§ GIVEN REQUEST:
Copy each of the rows below word for word, and leave the pictures out of your copy.

==== RECORDS FOR PROCESSING

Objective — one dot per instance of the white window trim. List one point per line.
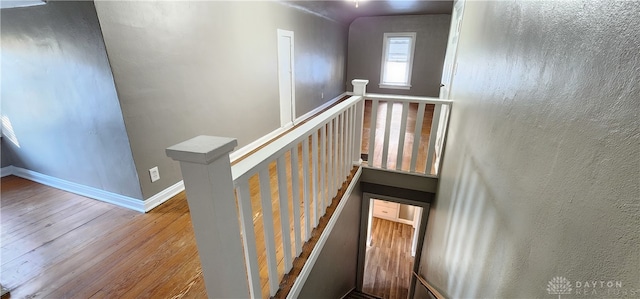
(387, 35)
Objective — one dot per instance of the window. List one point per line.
(397, 59)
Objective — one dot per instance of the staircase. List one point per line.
(359, 295)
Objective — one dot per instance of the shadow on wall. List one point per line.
(474, 236)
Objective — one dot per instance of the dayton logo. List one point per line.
(559, 286)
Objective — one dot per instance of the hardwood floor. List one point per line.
(388, 264)
(57, 244)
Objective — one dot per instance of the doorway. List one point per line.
(286, 78)
(392, 233)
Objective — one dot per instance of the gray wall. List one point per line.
(184, 69)
(334, 273)
(59, 97)
(366, 43)
(541, 170)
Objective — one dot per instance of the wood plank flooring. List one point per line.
(388, 264)
(57, 244)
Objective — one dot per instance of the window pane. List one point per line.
(395, 72)
(398, 49)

========

§ EXPECTED ANSWER:
Objective — one dot per instance of the white window trim. List one point per line.
(387, 35)
Objective — one dot per instance of the window. List one point per line.
(397, 59)
Objective — one dot per instance of the staircase. List one point per line.
(359, 295)
Objective — one dot per instance of the shadow on wall. List one point per line.
(474, 236)
Objective — one dot per instance of the dayton logo. List one point per line.
(559, 286)
Objective — one dot per instance of the hardwood floor. List one point per line.
(388, 264)
(57, 244)
Objective — one dot per instance of the doorway. List one point per line.
(286, 78)
(392, 233)
Objective — one dot per instance of the gray wall. List one point per line.
(184, 69)
(334, 273)
(59, 97)
(366, 43)
(541, 170)
Objective — one dot per instance of the wood plank flooring. List one point per line.
(388, 264)
(57, 244)
Objective — one dot per instance of the window pane. List one point per line.
(395, 72)
(398, 49)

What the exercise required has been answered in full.